* **Consignes**
A. Selon le texte sur l'indemnisation des victimes du travail, pourquoi les préjudices absents de la liste ne pouvaient-ils pas être indemnisés par la juridiction évoquée dans sa première phrase ? Répondez en une à trois phrases.
B. Reprenez le texte sur l'indemnisation des victimes du travail à la suite de sa dernière phrase.

* **Texte d'étude**
============

Cette liste étant limitative, les préjudices qui n’y figuraient pas ne pouvaient être indemnisés par cette juridiction.

C’était notamment le cas de certains frais dus à la maladie professionnelle ou à l’accident du travail :
- aménagement d’une maison (ou d’une voiture) pour la rendre plus accessible à une personne handicapée,
- frais médicaux non remboursés par la Sécurité sociale
- assistance non rétribuée apportée par une tierce personne à une victime ne pouvant plus effectuer seule les gestes élémentaires de la vie courante.

La situation n’était pas la même pour toutes les victimes du travail :
- Les victimes de l’amiante qui avaient obtenu la reconnaissance d’une faute inexcusable de l’employeur pouvaient demander une indemnisation complémentaire au Fiva pour les préjudices non pris en compte par le Tass
- Les autres victimes du travail n’avaient aucun recours pour être indemnisées de ces préjudices.

La décision rendue le 18 juin par le conseil constitutionnel pourrait bien changer la donne.

============

(Données recueillies)

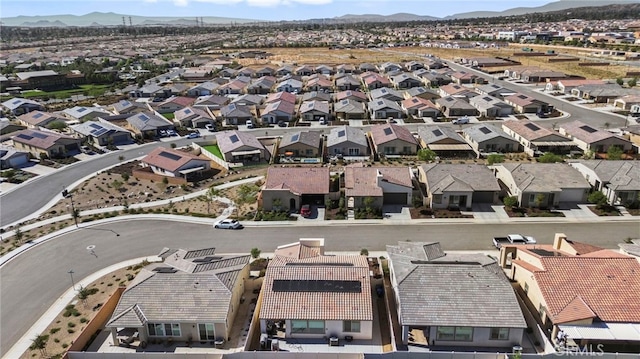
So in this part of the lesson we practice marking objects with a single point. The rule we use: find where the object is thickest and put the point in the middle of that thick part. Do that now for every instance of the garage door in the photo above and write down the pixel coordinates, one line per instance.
(395, 198)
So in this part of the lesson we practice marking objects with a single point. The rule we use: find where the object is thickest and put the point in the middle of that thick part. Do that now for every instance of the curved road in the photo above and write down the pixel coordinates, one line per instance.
(30, 283)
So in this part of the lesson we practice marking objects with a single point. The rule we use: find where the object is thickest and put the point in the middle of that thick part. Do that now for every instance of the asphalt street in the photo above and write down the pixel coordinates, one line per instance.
(30, 283)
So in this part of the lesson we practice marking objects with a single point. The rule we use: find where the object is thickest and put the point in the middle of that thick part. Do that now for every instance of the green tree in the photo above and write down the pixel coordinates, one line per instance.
(550, 158)
(495, 158)
(598, 198)
(511, 201)
(614, 153)
(40, 343)
(426, 154)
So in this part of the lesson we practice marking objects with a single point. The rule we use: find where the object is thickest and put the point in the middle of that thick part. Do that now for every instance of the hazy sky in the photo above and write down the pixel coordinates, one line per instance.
(258, 9)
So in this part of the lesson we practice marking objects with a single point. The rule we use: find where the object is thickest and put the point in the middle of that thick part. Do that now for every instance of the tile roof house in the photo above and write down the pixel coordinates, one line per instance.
(383, 185)
(315, 110)
(278, 111)
(544, 185)
(173, 163)
(453, 300)
(444, 141)
(35, 119)
(390, 139)
(485, 139)
(288, 188)
(382, 109)
(194, 295)
(317, 296)
(193, 117)
(305, 144)
(148, 124)
(458, 186)
(103, 133)
(239, 146)
(18, 106)
(592, 139)
(40, 143)
(598, 306)
(618, 180)
(347, 141)
(537, 140)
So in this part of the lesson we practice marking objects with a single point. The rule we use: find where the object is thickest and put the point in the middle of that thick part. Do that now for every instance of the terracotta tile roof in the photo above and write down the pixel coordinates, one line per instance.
(388, 132)
(169, 159)
(298, 180)
(317, 305)
(608, 286)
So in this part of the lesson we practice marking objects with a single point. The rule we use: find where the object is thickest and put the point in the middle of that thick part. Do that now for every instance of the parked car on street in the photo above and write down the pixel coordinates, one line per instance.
(228, 224)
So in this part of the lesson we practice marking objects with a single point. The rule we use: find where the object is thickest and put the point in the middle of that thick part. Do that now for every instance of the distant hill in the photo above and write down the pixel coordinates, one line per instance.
(554, 6)
(110, 19)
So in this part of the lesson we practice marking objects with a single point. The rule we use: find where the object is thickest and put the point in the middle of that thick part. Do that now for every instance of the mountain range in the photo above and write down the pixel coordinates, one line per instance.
(114, 19)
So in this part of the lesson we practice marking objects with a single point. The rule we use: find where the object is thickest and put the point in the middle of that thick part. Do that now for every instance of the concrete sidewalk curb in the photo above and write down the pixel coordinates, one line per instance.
(22, 345)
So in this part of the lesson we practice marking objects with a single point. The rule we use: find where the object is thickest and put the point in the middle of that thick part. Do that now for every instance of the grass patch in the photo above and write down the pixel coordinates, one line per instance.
(215, 150)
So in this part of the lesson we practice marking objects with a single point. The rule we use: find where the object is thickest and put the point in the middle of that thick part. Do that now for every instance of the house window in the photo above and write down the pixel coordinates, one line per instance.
(499, 334)
(164, 330)
(307, 326)
(351, 326)
(206, 331)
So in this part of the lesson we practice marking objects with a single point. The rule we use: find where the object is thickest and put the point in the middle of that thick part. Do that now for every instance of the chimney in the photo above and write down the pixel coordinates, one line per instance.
(558, 240)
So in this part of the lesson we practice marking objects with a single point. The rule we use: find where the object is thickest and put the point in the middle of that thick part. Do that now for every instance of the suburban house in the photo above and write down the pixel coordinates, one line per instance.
(103, 133)
(278, 111)
(18, 106)
(592, 139)
(444, 141)
(347, 141)
(489, 106)
(289, 188)
(148, 124)
(538, 140)
(35, 119)
(45, 143)
(380, 185)
(12, 158)
(308, 295)
(83, 113)
(597, 306)
(315, 111)
(486, 139)
(173, 163)
(237, 146)
(543, 185)
(618, 180)
(458, 186)
(193, 117)
(386, 93)
(454, 107)
(526, 104)
(301, 144)
(382, 109)
(193, 295)
(447, 300)
(236, 114)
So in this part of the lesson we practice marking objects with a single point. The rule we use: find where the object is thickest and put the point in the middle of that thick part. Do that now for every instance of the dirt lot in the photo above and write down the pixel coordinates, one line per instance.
(71, 322)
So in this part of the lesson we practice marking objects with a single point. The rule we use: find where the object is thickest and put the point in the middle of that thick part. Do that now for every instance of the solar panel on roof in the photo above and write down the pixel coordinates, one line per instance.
(169, 155)
(532, 126)
(317, 286)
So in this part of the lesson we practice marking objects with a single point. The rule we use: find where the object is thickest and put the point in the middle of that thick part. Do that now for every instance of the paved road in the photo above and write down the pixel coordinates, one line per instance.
(31, 282)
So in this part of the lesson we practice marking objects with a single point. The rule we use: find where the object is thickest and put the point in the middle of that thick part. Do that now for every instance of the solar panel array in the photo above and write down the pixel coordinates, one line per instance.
(317, 286)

============

* **Liste des réponses**
A. La liste des préjudices indemnisables était limitative. Les préjudices qui n'y figuraient pas ne pouvaient donc pas être indemnisés par cette juridiction.

B.
La question posée par une salariée tétraplégique

Une salariée rendue tétraplégique par un accident du travail avait fait reconnaître la faute inexcusable de son employeur, mais le Tass avait refusé d’indemniser les frais d’aménagement de son appartement occasionnés par son handicap. S’il s’agissait d’un accident de la route, elle aurait été indemnisée, conformément au principe de réparation intégrale des préjudices qui régit le droit commun.

Face à cette injustice, elle a saisi le conseil constitutionnel d’une question prioritaire de constitutionnalité (QPC) : cette différence est-elle conforme au principe d’égalité devant la loi qui figure dans le préambule de la Constitution ?

La réponse du Conseil

Le conseil constitutionnel lui a fait une réponse en deux temps :

1) Il estime que la réparation forfaitaire prévue par la loi sur les accidents du travail et les maladies professionnelles est conforme à la constitution.

2) Il considère qu’on ne peut s’opposer à ce que les victimes du travail « puissent demander à l’employeur réparation de l’ensemble des dommages non couverts par le livre IV du code de la sécurité sociale », sous peine de porter « une atteinte disproportionnée aux droits des victimes d’actes fautifs ».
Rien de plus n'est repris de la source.